**Extract**
☆ ☆ ☆ ☆

# San Jose Bike Party—Friday November 20 2009



## Leopold Porkstacker (Jul 15, 2005)

See you there!

http://www.sjbikeparty.org/

Actually, for me, it will be a toss-up between single malt scotch tasting or going to Bike Party. I’d rather ride the Bike Party ride though!


----------



## CHL (Jun 24, 2005)

Leopold:

I've got an 18 Year Old The Macallan Sherry Oak that says you'll be at the scotch tasting! Is the Scotch convention held this Friday in San Francisco?

CHL


----------



## raypung21 (Apr 20, 2009)

*Bike Party*

Bike party where's waldo theme is going to be a lot of fun! Leopold we will be looking for you on your unicycle.


----------



## Leopold Porkstacker (Jul 15, 2005)

CHL said:


> Leopold:
> 
> I've got an 18 Year Old The Macallan Sherry Oak that says you'll be at the scotch tasting! Is the Scotch convention held this Friday in San Francisco?
> 
> CHL


Actually at my former boss’s house in Cupertino near Stevens Canyon Road… sort of out of the way from where we’ll be riding. But he’s got some nice stuff slated to be tasted (Ardbeg Uigeadail, for one).



raypung21 said:


> Leopold we will be looking for you on your unicycle.


I am still on the fence as to whether I’ll be on my road bike again (with the brightest lights™), the 29er mountain bike, or the 36er unicycle. Have to fab up some sort of rack/bracket setup for the unicycle to make it “safe” for night riding. The 29er has two Bosch car horns, so it’s plenty loud (louder than the single I had on my road bike for last month’s Bike Party) and also has ample lumen output front and rear.


----------



## robwh9 (Sep 2, 2004)

Is Bike Party like Critical Mass, except the riders are supposed to obey the law?


----------



## ukbloke (Sep 1, 2007)

robwh9 said:



> Is Bike Party like Critical Mass, except the riders are supposed to obey the law?


Not really. The objective of the Bike Party is to have fun on bikes, and they go out of their way to not inconvenience other road users. I don't think they are trying to get any message out other than "bikes are fun". The philosophy and vibe of a typical Critical Mass event are completely different.


----------



## Rhino4Five (Nov 5, 2009)

☆ ☆ ☆ ☆

**Dataset extract**
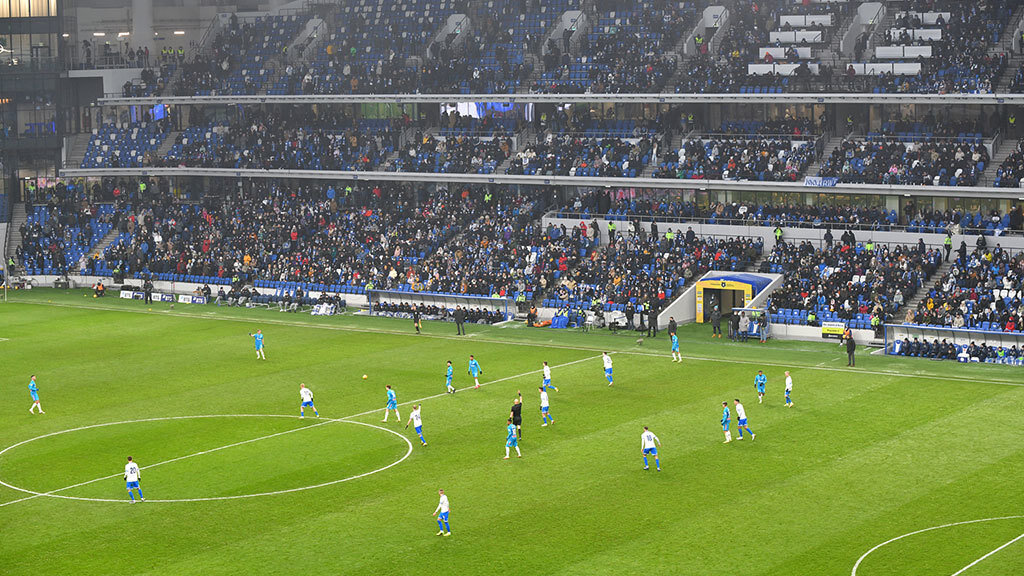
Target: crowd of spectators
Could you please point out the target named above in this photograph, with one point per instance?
(628, 204)
(573, 156)
(503, 252)
(962, 60)
(433, 312)
(894, 162)
(625, 53)
(983, 290)
(300, 233)
(238, 60)
(848, 281)
(649, 268)
(961, 353)
(285, 137)
(738, 159)
(61, 228)
(1011, 172)
(457, 154)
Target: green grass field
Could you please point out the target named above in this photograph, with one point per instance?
(867, 454)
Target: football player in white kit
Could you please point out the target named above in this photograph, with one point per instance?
(417, 422)
(307, 400)
(648, 445)
(441, 512)
(741, 419)
(788, 389)
(132, 475)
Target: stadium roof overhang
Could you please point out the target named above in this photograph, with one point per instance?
(947, 99)
(980, 192)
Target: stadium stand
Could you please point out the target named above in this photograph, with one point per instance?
(892, 161)
(983, 290)
(571, 156)
(124, 146)
(642, 269)
(728, 158)
(238, 59)
(659, 206)
(847, 282)
(626, 51)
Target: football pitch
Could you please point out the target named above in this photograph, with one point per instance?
(898, 466)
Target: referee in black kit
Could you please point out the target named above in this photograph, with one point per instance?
(516, 415)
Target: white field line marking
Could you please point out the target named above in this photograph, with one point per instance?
(53, 493)
(963, 570)
(539, 344)
(505, 379)
(891, 540)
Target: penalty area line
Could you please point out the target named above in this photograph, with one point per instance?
(53, 493)
(213, 316)
(505, 379)
(965, 569)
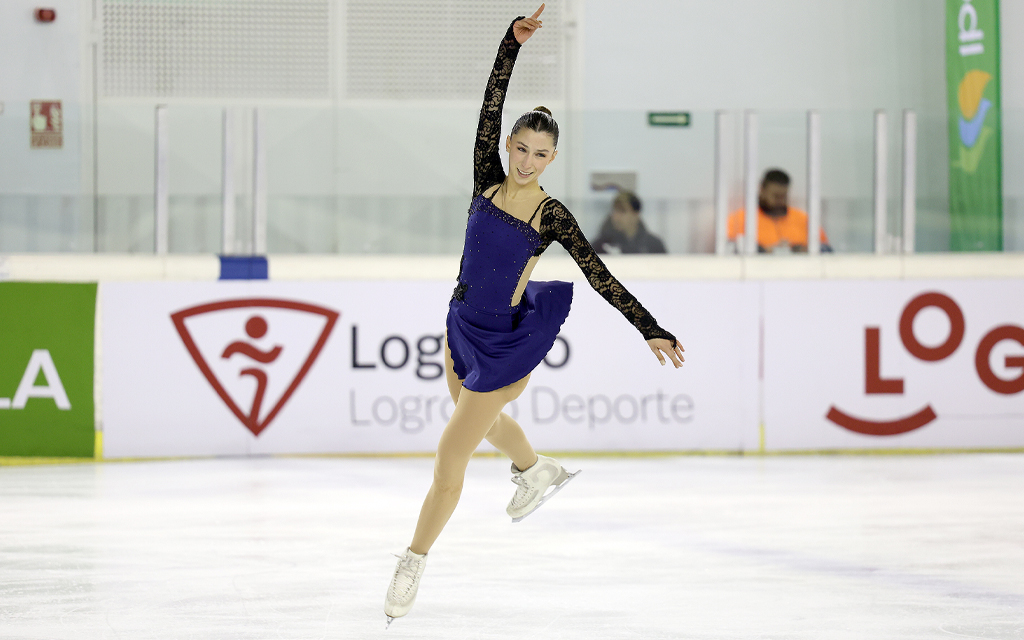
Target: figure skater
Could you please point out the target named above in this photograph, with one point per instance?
(500, 325)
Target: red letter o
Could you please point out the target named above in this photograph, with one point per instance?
(952, 310)
(988, 377)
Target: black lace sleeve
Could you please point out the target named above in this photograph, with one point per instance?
(486, 163)
(557, 224)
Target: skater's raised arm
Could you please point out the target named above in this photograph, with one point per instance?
(559, 225)
(486, 163)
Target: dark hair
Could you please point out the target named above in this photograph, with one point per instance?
(776, 176)
(539, 120)
(629, 198)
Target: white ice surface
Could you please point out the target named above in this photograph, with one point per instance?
(713, 548)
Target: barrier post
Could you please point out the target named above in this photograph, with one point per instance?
(813, 182)
(909, 179)
(259, 186)
(227, 186)
(881, 177)
(721, 187)
(161, 184)
(751, 182)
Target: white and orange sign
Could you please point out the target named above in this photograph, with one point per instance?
(46, 124)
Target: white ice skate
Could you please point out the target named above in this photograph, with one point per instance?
(545, 474)
(404, 583)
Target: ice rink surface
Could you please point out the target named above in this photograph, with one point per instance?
(719, 548)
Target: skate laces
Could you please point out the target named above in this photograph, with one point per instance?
(522, 495)
(406, 576)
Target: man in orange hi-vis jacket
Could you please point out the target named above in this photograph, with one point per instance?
(781, 228)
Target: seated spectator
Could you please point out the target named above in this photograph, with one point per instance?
(781, 228)
(624, 231)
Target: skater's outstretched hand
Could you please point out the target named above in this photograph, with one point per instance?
(524, 29)
(674, 351)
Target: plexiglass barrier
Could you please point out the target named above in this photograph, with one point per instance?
(397, 178)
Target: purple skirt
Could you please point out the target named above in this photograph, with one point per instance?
(493, 350)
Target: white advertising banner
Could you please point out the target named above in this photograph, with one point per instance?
(894, 365)
(236, 368)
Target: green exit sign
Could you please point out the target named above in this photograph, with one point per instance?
(669, 119)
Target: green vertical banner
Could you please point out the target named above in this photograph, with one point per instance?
(975, 125)
(46, 369)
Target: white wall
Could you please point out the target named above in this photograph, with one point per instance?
(787, 54)
(40, 61)
(843, 56)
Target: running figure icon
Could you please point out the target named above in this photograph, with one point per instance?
(256, 328)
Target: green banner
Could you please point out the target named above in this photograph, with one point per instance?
(46, 369)
(975, 129)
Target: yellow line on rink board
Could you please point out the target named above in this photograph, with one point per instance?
(11, 461)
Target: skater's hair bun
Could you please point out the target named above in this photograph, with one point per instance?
(539, 120)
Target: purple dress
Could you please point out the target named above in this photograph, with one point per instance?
(494, 343)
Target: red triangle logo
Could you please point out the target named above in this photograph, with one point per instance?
(255, 352)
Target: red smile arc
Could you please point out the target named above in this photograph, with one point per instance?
(882, 427)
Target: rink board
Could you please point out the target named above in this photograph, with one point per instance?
(358, 370)
(947, 370)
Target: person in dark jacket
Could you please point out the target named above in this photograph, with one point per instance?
(624, 231)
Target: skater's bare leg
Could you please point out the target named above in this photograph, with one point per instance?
(506, 435)
(472, 419)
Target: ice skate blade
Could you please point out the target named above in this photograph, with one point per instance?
(550, 495)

☆ ☆ ☆ ☆

**Required task**
Edit the San Jose Bike Party thread from the words "http://www.sjbikeparty.org/" through "Party ride though!", changing "toss-up" to "close call". The items have nothing to do with the San Jose Bike Party thread.

**Correct result**
http://www.sjbikeparty.org/

Actually, for me, it will be a close call between single malt scotch tasting or going to Bike Party. I’d rather ride the Bike Party ride though!